## Fragmento seleccionado
• • • •
Una Alta Cocina única

Volvamos al libro que nos ocupa. Mucho más interesante es la explicación política que nos brinda el autor, y que nos ayuda a esclarecer el porqué de una alta cocina evolucionada y codificada, justamente en Francia y no en Italia o en Inglaterra. Y es cuando el autor del libro habla del efecto “Corte” como determinante, ya desde el siglo XVII. En otros países no ocurrió lo mismo.

En Italia, la división territorial y la falta de un centro político definido habrían sido, según su teoría, un impedimento al desarrollo de una gran cocina generalizada y “generalista”. Añadiría que justamente este «defecto» tuvo luego como consecuencia positiva la existencia de la riqueza extraordinaria de sus cocinas regionales. Estas aun se conservan hasta hoy, mientras que Francia centralizó tanto su cocina, llevándola a los altares de la “grandeur”, que empobreció en diversidad su patrimonio culinario regional. Lo redujo a veces a una cocina residual y casera, solo visible en el programa de TV de las Recetas de Julie, es decir a una cocina que se encuentra muy difícilmente hoy en los restaurantes de “provincias”.

Por cierto, ese mantenimiento de grandes cocinas regionales italianas diversificadas no les ha impedido “vender” en el extranjero su “marca Italia”, aunque sea en forma de unos pocos conceptos potentes (y reductores, ya que la cocina italiana es mucho más que esto): la pizza y la pasta. Bien o mal cocinadas, se encuentran, como el tiramisú, “urbi et orbi”. Por no hablar de sus productos: Vinagre balsámico, parmesano, mozzarella y aceite de oliva, este último más caro y mejor posicionado internacionalmente que el aceite andaluz.
• • • •
## Material proporcionado
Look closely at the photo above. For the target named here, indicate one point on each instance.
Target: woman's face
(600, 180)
• • • •
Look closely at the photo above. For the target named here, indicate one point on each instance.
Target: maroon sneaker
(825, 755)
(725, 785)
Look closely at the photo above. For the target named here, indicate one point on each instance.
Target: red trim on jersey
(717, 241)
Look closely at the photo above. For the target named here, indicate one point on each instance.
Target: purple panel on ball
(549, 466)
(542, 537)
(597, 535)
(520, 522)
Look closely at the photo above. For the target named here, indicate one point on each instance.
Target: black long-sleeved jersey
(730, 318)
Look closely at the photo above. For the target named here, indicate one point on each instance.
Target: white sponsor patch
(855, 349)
• • • •
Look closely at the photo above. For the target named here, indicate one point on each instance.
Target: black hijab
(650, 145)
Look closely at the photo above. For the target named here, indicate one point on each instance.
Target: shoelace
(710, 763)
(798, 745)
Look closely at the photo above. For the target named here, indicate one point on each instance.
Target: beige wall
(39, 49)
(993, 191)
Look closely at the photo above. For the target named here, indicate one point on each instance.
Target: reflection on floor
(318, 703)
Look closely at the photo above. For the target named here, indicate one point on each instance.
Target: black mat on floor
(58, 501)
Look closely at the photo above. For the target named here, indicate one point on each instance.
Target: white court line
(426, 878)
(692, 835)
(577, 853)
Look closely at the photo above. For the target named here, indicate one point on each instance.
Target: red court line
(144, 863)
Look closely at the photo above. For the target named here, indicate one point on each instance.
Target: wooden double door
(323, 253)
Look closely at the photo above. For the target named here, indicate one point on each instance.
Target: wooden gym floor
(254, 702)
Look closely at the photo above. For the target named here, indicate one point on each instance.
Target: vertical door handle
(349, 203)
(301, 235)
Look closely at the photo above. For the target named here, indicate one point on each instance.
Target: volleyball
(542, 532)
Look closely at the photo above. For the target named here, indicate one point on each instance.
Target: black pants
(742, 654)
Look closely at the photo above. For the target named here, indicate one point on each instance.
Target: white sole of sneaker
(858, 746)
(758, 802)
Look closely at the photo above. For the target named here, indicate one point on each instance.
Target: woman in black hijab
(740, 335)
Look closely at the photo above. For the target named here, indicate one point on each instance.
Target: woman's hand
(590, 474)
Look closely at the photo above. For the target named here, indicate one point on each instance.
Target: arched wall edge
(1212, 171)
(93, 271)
• • • •
## Instrucciones
Sustituye "Inglaterra" por "Alemania" en el texto sobre la alta cocina francesa, entre "Una Alta Cocina única" y "ocurrió lo mismo.", ambos incluidos, y escribe ese pasaje completo. El listado es material independiente del texto.

## Respuesta
Una Alta Cocina única

Volvamos al libro que nos ocupa. Mucho más interesante es la explicación política que nos brinda el autor, y que nos ayuda a esclarecer el porqué de una alta cocina evolucionada y codificada, justamente en Francia y no en Italia o en Alemania. Y es cuando el autor del libro habla del efecto “Corte” como determinante, ya desde el siglo XVII. En otros países no ocurrió lo mismo.